◆ **WHAT YOU ARE ASKED TO DO**
I'd like the entries repeated exactly, without their pictures.

(Excerpts from a dataset)
↓↓↓

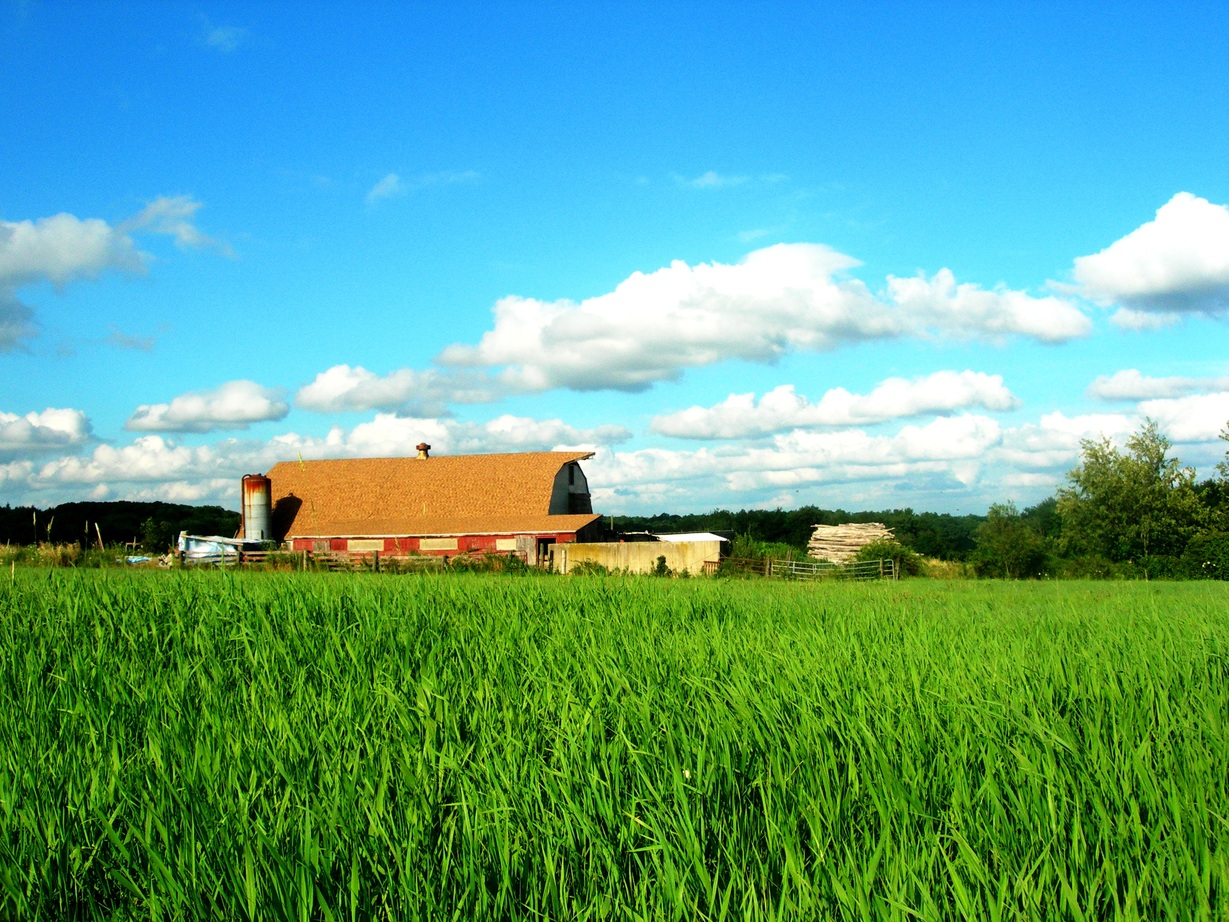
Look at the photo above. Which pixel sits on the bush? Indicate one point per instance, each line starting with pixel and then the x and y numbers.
pixel 1206 557
pixel 588 568
pixel 1008 546
pixel 903 559
pixel 1090 567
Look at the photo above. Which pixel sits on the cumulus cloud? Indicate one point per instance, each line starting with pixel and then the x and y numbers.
pixel 424 394
pixel 63 248
pixel 387 187
pixel 16 322
pixel 224 38
pixel 173 215
pixel 1176 263
pixel 777 300
pixel 1131 385
pixel 799 460
pixel 235 405
pixel 940 306
pixel 159 467
pixel 52 429
pixel 1193 418
pixel 710 180
pixel 391 435
pixel 121 339
pixel 740 416
pixel 393 185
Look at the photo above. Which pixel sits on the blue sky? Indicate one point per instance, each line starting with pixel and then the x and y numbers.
pixel 752 255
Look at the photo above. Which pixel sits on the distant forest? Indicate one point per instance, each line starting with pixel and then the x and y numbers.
pixel 154 525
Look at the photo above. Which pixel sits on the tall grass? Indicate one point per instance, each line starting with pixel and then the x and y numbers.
pixel 215 745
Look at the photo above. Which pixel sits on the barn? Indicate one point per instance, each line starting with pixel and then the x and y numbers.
pixel 524 503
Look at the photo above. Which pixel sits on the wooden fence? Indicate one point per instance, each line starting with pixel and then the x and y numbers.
pixel 334 561
pixel 806 569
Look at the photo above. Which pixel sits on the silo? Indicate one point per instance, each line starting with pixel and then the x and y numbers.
pixel 257 507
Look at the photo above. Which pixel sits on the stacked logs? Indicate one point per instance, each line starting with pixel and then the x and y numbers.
pixel 841 543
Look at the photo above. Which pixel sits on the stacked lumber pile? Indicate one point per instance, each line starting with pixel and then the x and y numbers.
pixel 841 543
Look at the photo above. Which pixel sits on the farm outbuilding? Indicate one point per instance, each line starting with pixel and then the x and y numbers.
pixel 522 503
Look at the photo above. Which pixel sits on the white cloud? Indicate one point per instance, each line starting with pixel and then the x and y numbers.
pixel 121 339
pixel 1143 321
pixel 225 38
pixel 387 187
pixel 16 321
pixel 965 311
pixel 740 416
pixel 391 435
pixel 344 389
pixel 173 216
pixel 64 248
pixel 1179 262
pixel 52 429
pixel 712 180
pixel 1195 418
pixel 393 185
pixel 1131 385
pixel 234 405
pixel 776 300
pixel 1052 444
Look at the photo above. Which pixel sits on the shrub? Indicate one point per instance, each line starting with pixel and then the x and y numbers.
pixel 906 562
pixel 1206 557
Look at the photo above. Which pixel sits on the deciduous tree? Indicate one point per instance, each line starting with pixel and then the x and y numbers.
pixel 1130 505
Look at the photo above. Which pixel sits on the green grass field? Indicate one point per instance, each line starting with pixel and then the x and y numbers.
pixel 212 745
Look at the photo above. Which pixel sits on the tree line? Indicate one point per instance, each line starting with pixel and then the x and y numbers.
pixel 1121 513
pixel 153 526
pixel 1133 512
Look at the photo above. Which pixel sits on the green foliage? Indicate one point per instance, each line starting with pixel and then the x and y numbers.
pixel 1009 546
pixel 905 561
pixel 588 568
pixel 156 536
pixel 118 521
pixel 1134 505
pixel 938 535
pixel 220 745
pixel 1206 557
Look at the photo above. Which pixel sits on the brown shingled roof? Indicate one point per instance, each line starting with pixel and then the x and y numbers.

↑↑↑

◆ **YOUR SOLUTION**
Look at the photo above. Which pixel sits on the bush? Indicate one point per instance, each line starting with pixel and then the x and y numbers.
pixel 1206 557
pixel 588 568
pixel 1008 546
pixel 903 559
pixel 1090 567
Look at the photo above. Which pixel sits on the cumulus cloud? Indicate one point per instance, each line starting with pixel and then the x and y numbers.
pixel 424 394
pixel 63 248
pixel 387 187
pixel 16 322
pixel 224 38
pixel 173 215
pixel 1176 263
pixel 777 300
pixel 1131 385
pixel 799 460
pixel 235 405
pixel 940 306
pixel 159 467
pixel 52 429
pixel 1193 418
pixel 710 180
pixel 391 435
pixel 121 339
pixel 740 416
pixel 393 185
Look at the photo above. Which pixel sits on the blue sky? Indicate one point per instance, each line starting with pixel and then the x and y numbers.
pixel 752 255
Look at the photo above. Which pixel sits on the distant forest? Indicate one point per instance, each line starting with pixel and then the x and y numbers.
pixel 154 525
Look at the photo above. Which pixel sits on the tall grass? Indicate one point per instance, each line starting with pixel and then the x and y numbers.
pixel 215 745
Look at the photo above. Which pixel sits on the barn? Indicate one point per instance, each line starting with pixel and then the x and y numbers.
pixel 524 503
Look at the photo above. Which pixel sits on the wooden fence? Indicate one point per instance, each line starting with pixel and then the x and y numbers.
pixel 334 561
pixel 806 569
Look at the photo above. Which pixel sits on the silo? Indicate one point per instance, each line starting with pixel and then the x and y numbers.
pixel 257 507
Look at the photo above. Which pixel sits on the stacked logs? Indicate one point per instance, each line starting with pixel and then the x and y numbers.
pixel 841 543
Look at the photo above. Which pixel sits on the stacked lumber pile? Indicate one point per instance, each line starting with pixel and then the x and y numbers.
pixel 841 543
Look at the photo above. Which pixel sits on the farm outbuilding? Indicate one point per instance, each line starting with pixel and then the x and y numbers.
pixel 522 503
Look at the photo above. Which pixel sits on the white cloud? Indicate one point per instance, each line starting with pixel and then the x and y numbers.
pixel 121 339
pixel 1143 321
pixel 225 38
pixel 387 187
pixel 16 321
pixel 965 311
pixel 740 416
pixel 391 435
pixel 344 389
pixel 173 216
pixel 64 248
pixel 1179 262
pixel 52 429
pixel 712 180
pixel 1195 418
pixel 393 185
pixel 1131 385
pixel 234 405
pixel 776 300
pixel 1052 444
Look at the photo above. Which pixel sits on the shrub? Indicate one point per instance, each line starting with pixel and then the x and y numbers.
pixel 906 562
pixel 1206 557
Look at the photo above. Which pixel sits on the deciduous tree? Indicate one point per instance, each line starting with pixel and then the x and y numbers.
pixel 1130 505
Look at the photo above. Which pixel sits on the green grass field? Indicate one point per instance, each line starting with pixel and then the x and y numbers.
pixel 212 745
Look at the photo above. Which pixel sits on the tree line? Indicate one point per instance, each line starting with pixel and then the x and y numbers.
pixel 1121 513
pixel 153 526
pixel 1133 512
Look at the photo above. Which pixel sits on the green foliage? Indicate one point per instance, each line starting with pixel and then the x and y numbers.
pixel 1009 546
pixel 905 561
pixel 588 568
pixel 156 536
pixel 118 521
pixel 1134 505
pixel 938 535
pixel 220 745
pixel 1206 557
Look at the photo above. Which pixel sits on the brown shingled roof? Indicate one point per instance, each line starting with pixel and then the x and y numbers.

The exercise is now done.